* [Direction a] Please extract the Santokh Singh biography that follows in full, word for word and with nothing changed.

— BEGIN Excerpted text —

Datuk Santokh Singh s/o Gurdial Singh  (; born 22 June 1952) is a retired Malaysian football player.
His wife is Taljit Kaur and has 3 children, Kiran Kaur, Sukhveer Singh and Rajveer Singh.

Career Overview
Born in Setapak, Santokh played in the Selangor FA team from 1972 to 1985, winning 9 Malaysia Cups as captain of the team.

Santokh was a player for Malaysia national football team in the 1970s and 1980s, and played alongside the late Mokhtar Dahari, Soh Chin Aun and R. Arumugam. He participated in the team that qualified to the 1980 Moscow Olympic Games, though he never featured in the finals of the tournament due to the Games' boycott by Malaysia. Santokh was part of Malaysia 1974 Asian Games bronze medalist in Tehran, but did not play in any of the matches due to injury before the start of the tournament. He also won the Southeast Asian Games gold medal in 1977 and 1979.

His partnership with Soh Chin Aun was said to be the most solid defence in the much-feared Malaysian team. In February 1999, Asian Football Confederation recognize Santokh achievement of representing the country 145 times (match including Olympic qualification, against national 'B' football team, club side and selection side), 119 caps is against full national team. Thus, Asian Football Confederation include him into the AFC Century Club in 1999. In 2004, he was inducted in Olympic Council of Malaysia's Hall of Fame.

On 17 September 2014, FourFourTwo list him on their list of the top 25 Malaysian footballers of all time. In 2020, Goal.com had selected him on their list of  The best Malaysia XI of all time.

Accolades and legacy
In 2011, Santokh was bestowed the honour of the Panglima Mahkota Wilayah by the Yang Dipertuan Agong of Malaysia, which bears the title Datuk. during the occasion of Federal Territory Day. In the same year, the Sultan of Selangor also honoured him with the Order of Sultan Sharafuddin Idris Shah, carrying the title Dato'.

— END Excerpted text —
— BEGIN Exercise material —

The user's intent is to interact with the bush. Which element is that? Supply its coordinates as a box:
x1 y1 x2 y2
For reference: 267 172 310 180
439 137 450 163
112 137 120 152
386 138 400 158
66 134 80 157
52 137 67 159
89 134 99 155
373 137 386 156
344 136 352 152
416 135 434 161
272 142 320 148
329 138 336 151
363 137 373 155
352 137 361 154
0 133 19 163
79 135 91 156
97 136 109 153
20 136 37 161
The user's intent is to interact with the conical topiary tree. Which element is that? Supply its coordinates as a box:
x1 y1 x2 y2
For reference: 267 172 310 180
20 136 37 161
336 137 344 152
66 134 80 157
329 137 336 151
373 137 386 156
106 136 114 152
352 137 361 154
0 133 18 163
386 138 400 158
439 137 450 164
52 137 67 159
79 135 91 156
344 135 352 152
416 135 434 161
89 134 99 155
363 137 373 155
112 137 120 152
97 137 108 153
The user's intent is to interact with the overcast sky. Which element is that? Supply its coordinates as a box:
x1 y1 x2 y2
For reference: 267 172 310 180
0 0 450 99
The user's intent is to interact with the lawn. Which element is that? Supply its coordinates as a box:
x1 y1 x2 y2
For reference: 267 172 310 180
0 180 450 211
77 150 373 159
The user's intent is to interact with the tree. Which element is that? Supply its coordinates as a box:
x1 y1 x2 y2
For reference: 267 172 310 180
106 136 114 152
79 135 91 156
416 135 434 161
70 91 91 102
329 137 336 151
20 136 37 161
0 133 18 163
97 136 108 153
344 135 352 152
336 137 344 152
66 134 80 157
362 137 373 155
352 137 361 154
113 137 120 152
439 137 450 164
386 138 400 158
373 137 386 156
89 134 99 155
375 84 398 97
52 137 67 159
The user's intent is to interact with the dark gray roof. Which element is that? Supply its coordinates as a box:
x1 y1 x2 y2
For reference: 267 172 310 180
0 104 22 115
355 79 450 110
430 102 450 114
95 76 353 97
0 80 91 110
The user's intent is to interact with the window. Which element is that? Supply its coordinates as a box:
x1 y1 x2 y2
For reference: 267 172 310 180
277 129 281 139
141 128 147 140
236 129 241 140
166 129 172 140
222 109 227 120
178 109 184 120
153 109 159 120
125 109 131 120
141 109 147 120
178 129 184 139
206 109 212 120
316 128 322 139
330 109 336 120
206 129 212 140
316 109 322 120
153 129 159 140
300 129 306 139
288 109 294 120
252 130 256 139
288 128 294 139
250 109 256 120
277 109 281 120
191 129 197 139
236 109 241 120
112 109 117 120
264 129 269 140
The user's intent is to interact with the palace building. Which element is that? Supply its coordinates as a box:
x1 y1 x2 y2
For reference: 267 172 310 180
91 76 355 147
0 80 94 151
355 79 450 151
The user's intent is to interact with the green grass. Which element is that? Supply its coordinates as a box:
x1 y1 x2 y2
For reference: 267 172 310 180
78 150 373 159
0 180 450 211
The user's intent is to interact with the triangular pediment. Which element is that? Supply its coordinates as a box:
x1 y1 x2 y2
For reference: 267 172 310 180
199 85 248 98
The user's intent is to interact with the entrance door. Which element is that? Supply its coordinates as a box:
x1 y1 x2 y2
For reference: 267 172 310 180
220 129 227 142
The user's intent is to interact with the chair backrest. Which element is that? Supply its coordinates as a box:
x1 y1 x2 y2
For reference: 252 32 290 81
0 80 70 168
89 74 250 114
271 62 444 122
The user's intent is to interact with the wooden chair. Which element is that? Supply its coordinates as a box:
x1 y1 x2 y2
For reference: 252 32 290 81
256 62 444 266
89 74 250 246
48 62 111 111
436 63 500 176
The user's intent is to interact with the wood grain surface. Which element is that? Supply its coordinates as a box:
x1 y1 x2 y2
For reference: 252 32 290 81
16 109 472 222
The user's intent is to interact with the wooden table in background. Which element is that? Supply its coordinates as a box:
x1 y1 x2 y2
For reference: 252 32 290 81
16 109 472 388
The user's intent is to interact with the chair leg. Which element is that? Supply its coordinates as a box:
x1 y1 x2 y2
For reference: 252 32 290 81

— END Exercise material —

* [Direction b] Write out the stretch of the records from their first line through the line containing "77 150 373 159", both ends included and nothing beyond. Multiply every bounding-box coordinate in the answers by 1.7 and round to whole numbers, halves up, while leaving the request lines and their reference samples unchanged.

* [Complete output a]
Datuk Santokh Singh s/o Gurdial Singh  (; born 22 June 1952) is a retired Malaysian football player.
His wife is Taljit Kaur and has 3 children, Kiran Kaur, Sukhveer Singh and Rajveer Singh.

Career Overview
Born in Setapak, Santokh played in the Selangor FA team from 1972 to 1985, winning 9 Malaysia Cups as captain of the team.

Santokh was a player for Malaysia national football team in the 1970s and 1980s, and played alongside the late Mokhtar Dahari, Soh Chin Aun and R. Arumugam. He participated in the team that qualified to the 1980 Moscow Olympic Games, though he never featured in the finals of the tournament due to the Games' boycott by Malaysia. Santokh was part of Malaysia 1974 Asian Games bronze medalist in Tehran, but did not play in any of the matches due to injury before the start of the tournament. He also won the Southeast Asian Games gold medal in 1977 and 1979.

His partnership with Soh Chin Aun was said to be the most solid defence in the much-feared Malaysian team. In February 1999, Asian Football Confederation recognize Santokh achievement of representing the country 145 times (match including Olympic qualification, against national 'B' football team, club side and selection side), 119 caps is against full national team. Thus, Asian Football Confederation include him into the AFC Century Club in 1999. In 2004, he was inducted in Olympic Council of Malaysia's Hall of Fame.

On 17 September 2014, FourFourTwo list him on their list of the top 25 Malaysian footballers of all time. In 2020, Goal.com had selected him on their list of  The best Malaysia XI of all time.

Accolades and legacy
In 2011, Santokh was bestowed the honour of the Panglima Mahkota Wilayah by the Yang Dipertuan Agong of Malaysia, which bears the title Datuk. during the occasion of Federal Territory Day. In the same year, the Sultan of Selangor also honoured him with the Order of Sultan Sharafuddin Idris Shah, carrying the title Dato'.

* [Complete output b]
The user's intent is to interact with the bush. Which element is that? Supply its coordinates as a box:
x1 y1 x2 y2
For reference: 267 172 310 180
746 233 765 277
190 233 204 258
656 235 680 269
112 228 136 267
88 233 114 270
151 228 168 264
634 233 656 265
585 231 598 258
707 230 738 274
462 241 544 252
559 235 571 257
617 233 634 264
598 233 614 262
0 226 32 277
134 230 155 265
165 231 185 260
34 231 63 274
The user's intent is to interact with the conical topiary tree. Which element is that? Supply its coordinates as a box:
x1 y1 x2 y2
For reference: 267 172 310 180
34 231 63 274
571 233 585 258
112 228 136 267
559 233 571 257
634 233 656 265
180 231 194 258
598 233 614 262
0 226 31 277
656 235 680 269
746 233 765 279
88 233 114 270
134 230 155 265
585 230 598 258
707 230 738 274
151 228 168 264
617 233 634 264
190 233 204 258
165 233 184 260
The user's intent is to interact with the overcast sky. Which element is that? Supply its coordinates as a box:
x1 y1 x2 y2
For reference: 267 172 310 180
0 0 765 168
The user's intent is to interact with the lawn. Which element is that? Supply its coordinates as a box:
x1 y1 x2 y2
For reference: 267 172 310 180
0 306 765 359
131 255 634 270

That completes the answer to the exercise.